PAGE EXCERPT:
———
IceCube-231027A

The IceCube Collaboration (http://icecube.wisc.edu/) reports:

On 23-10-27 at 04:16:10.44 UT IceCube detected a track-like event with a high probability of being of astrophysical origin.
The event was selected by the ICECUBE_Astrotrack_GOLD alert stream.
The average astrophysical neutrino purity for Gold alerts is 50%.
This alert has an estimated false alarm rate of 0.1472 events per year due to atmospheric
backgrounds.
The IceCube detector was in a normal operating state at the time of detection.

After the initial automated alert (https://gcn.gsfc.nasa.gov/notices_amon_g_b/138487_60138479.amon), more sophisticated reconstruction algorithms have been applied offline, with the direction refined to:

Date: 23-10-27
Time: 04:16:10.44 UT
RA: 267.16 (+3.35/-3.40 deg 90% PSF containment) J2000
Dec: +46.96 (+2.25/-2.88 deg 90% PSF containment) J2000

We encourage follow-up by ground and space-based instruments to help identify a possible astrophysical source for the candidate neutrino.
———
DATA SHOWN:
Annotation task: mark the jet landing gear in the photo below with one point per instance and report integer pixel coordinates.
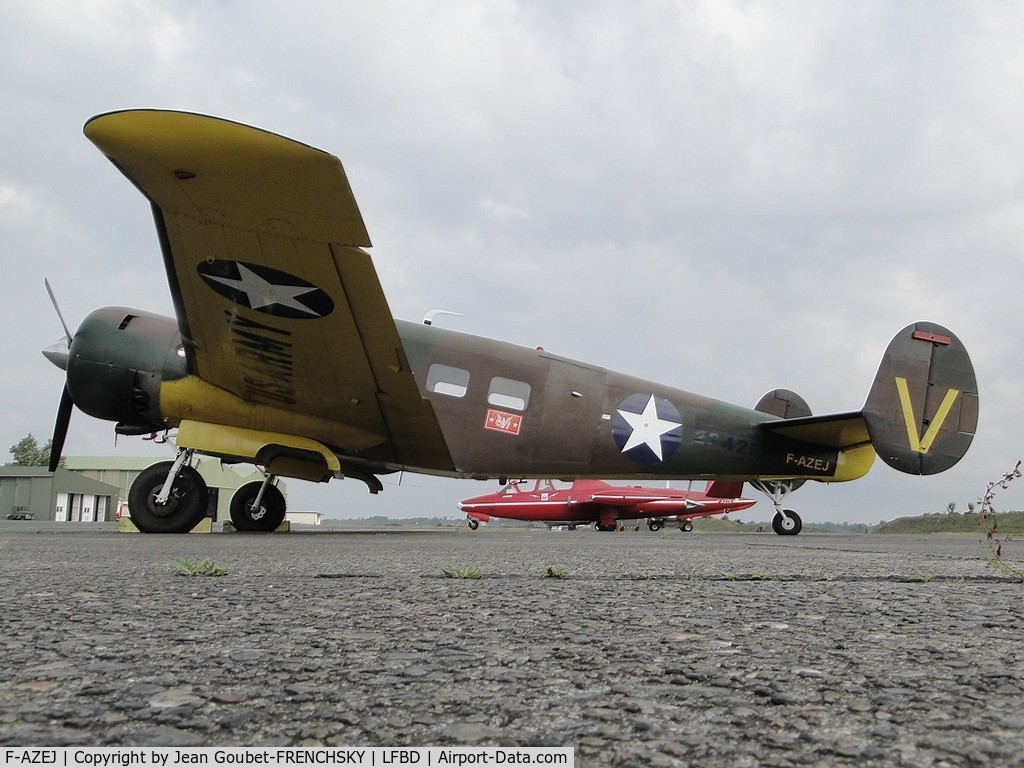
———
DIRECTIVE 1:
What false alarm rate due to atmospheric backgrounds does the IceCube-231027A notice give for this alert?
DIRECTIVE 2:
Please print the IceCube-231027A notice from "The average astrophysical" to "backgrounds.".

COMPLETE ANSWER 1:
0.1472 events per year

COMPLETE ANSWER 2:
The average astrophysical neutrino purity for Gold alerts is 50%.
This alert has an estimated false alarm rate of 0.1472 events per year due to atmospheric
backgrounds.